* _Task_
Pick out each line in the rows below that contains the word "Segment" and copy those lines in full.

* _Raw records_
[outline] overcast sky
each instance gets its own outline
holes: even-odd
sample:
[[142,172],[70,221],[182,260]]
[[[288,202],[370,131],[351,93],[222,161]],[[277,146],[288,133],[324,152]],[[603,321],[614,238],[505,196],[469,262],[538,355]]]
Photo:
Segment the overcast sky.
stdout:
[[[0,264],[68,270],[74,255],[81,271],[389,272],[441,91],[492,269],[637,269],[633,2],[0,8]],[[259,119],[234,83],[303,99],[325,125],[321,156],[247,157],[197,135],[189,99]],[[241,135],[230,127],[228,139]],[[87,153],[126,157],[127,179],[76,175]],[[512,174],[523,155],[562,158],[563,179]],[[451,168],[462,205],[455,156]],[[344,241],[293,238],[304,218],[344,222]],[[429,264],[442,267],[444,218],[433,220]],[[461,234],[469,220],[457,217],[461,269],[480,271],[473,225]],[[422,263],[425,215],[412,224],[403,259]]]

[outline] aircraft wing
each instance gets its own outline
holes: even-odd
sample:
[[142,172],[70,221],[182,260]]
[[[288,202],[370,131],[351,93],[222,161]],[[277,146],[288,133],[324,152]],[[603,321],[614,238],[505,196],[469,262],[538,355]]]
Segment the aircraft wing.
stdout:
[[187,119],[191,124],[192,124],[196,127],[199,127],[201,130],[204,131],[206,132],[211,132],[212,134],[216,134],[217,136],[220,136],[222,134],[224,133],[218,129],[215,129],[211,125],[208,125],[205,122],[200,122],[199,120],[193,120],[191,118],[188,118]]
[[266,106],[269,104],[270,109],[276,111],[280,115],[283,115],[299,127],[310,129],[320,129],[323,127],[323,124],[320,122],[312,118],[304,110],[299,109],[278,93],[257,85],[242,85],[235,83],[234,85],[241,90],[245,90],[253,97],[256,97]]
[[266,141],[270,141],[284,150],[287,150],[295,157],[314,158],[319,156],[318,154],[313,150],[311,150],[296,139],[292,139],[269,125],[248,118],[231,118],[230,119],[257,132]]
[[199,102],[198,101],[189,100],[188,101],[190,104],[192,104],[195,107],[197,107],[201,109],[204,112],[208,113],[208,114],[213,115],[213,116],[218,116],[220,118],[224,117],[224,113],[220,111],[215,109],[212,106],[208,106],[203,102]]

* _Response to the exercise_
Segment the overcast sky.
Segment the aircraft wing.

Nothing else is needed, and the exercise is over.